EXTRACT TO READ >>
--- START ---
Once a while we all pause and take a good look around. It could be just for a moment or may be for a minute or it may last even for eternity. It all depends on what you saw first when you stopped. One of my friends saw his own shallow, mean life grinning at him; his pause continues even till this date — a good four years have flown by. A mind’s quest for meaning? I too had had a handful of such pauses, stillness and episodes of reflections in my life. I am not dead sure how long these pauses typically lasted, but the latest brake consumed a few long minutes. It came as a surprise when I opened my eyes and realised (and confronted) my fetish for bags. Well, here I am not talking about esoteric beings like Prada, Louis Vuitton, Gucci, Bugatti, and so on that are mainly interested in elite females. I am more about the real stuff. The backpacks, duffel bags, messenger bags and the assorted ones that you find in Amazon sale on a daily basis. But I must say life was so simple when all these animals were just classified as ‘shoulder bags’. But I had not relented, it seems. How on earth did this happen? When did I hit ‘Buy Now’ for a laptop bag the first time? And why did I not stop it even after the sixth instance?
Our brains have a smart way of processing the loads of sounds and sights that try to engulf us every second. The routine inputs of the eyes and the ears are just bunched and pushed over as the background. Once the noise is out of way we see and hear only those things that seem to be more important. If the bunching fails, we fail as functional humans. But the grouping does not guarantee accuracy or freedom from madness. In fact, on the contrary, I went mad confronting the dozens of cheap (economical, discounted) bags that fill my room; the bags my brain had pushed to the background. I am sick of them.
Only until the next big sale day in one of those online shops. Tote bags are so tempting. You just can’t have four.
(From the internet, By Linda Mears)
--- END ---
ENTRIES PROVIDED >>
--- START ---
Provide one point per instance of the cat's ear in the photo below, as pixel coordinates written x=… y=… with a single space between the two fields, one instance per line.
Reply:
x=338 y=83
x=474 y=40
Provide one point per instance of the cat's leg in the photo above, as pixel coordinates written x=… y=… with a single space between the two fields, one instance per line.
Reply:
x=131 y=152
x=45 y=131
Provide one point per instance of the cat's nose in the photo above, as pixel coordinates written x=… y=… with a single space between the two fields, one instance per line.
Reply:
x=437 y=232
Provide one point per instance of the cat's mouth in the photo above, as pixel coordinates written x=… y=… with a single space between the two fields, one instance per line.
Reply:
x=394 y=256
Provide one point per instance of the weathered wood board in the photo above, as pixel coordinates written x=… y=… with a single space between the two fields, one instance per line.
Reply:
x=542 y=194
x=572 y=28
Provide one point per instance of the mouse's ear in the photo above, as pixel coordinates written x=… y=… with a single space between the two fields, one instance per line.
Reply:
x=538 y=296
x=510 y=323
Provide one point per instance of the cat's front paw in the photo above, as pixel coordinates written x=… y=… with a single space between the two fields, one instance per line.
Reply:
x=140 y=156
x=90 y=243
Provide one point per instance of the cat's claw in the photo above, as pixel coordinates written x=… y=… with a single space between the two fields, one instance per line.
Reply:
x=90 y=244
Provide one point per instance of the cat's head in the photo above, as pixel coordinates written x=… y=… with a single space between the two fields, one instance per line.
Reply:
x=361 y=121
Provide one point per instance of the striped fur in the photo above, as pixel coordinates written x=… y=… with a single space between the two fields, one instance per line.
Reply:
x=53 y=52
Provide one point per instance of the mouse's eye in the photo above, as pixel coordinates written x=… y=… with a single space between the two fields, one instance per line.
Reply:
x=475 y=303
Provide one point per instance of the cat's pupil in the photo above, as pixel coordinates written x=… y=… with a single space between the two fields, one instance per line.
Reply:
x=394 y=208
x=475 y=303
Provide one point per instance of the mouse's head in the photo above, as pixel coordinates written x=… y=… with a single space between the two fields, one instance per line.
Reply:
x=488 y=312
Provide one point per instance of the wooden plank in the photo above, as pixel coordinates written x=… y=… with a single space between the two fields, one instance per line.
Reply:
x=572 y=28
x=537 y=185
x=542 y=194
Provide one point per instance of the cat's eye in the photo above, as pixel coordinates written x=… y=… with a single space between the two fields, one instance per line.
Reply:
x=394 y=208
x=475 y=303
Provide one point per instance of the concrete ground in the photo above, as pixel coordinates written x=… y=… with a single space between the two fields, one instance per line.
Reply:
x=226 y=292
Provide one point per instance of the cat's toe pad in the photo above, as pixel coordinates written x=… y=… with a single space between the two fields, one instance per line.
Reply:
--- END ---
INSTRUCTIONS >>
• A. In the piece on buying bags, rewrite the passage starting at "Our brains have" and ending at "can’t have four.", substituting "clutter" for "noise".
• B. According to the piece on buying bags, how long has the pause of the writer's friend continued so far?
The entries above are separate material and have no connection to the piece on buying bags.

PER-TASK ANSWERS >>
• A.
Our brains have a smart way of processing the loads of sounds and sights that try to engulf us every second. The routine inputs of the eyes and the ears are just bunched and pushed over as the background. Once the clutter is out of way we see and hear only those things that seem to be more important. If the bunching fails, we fail as functional humans. But the grouping does not guarantee accuracy or freedom from madness. In fact, on the contrary, I went mad confronting the dozens of cheap (economical, discounted) bags that fill my room; the bags my brain had pushed to the background. I am sick of them.
Only until the next big sale day in one of those online shops. Tote bags are so tempting. You just can’t have four.

• B. It has continued for a good four years.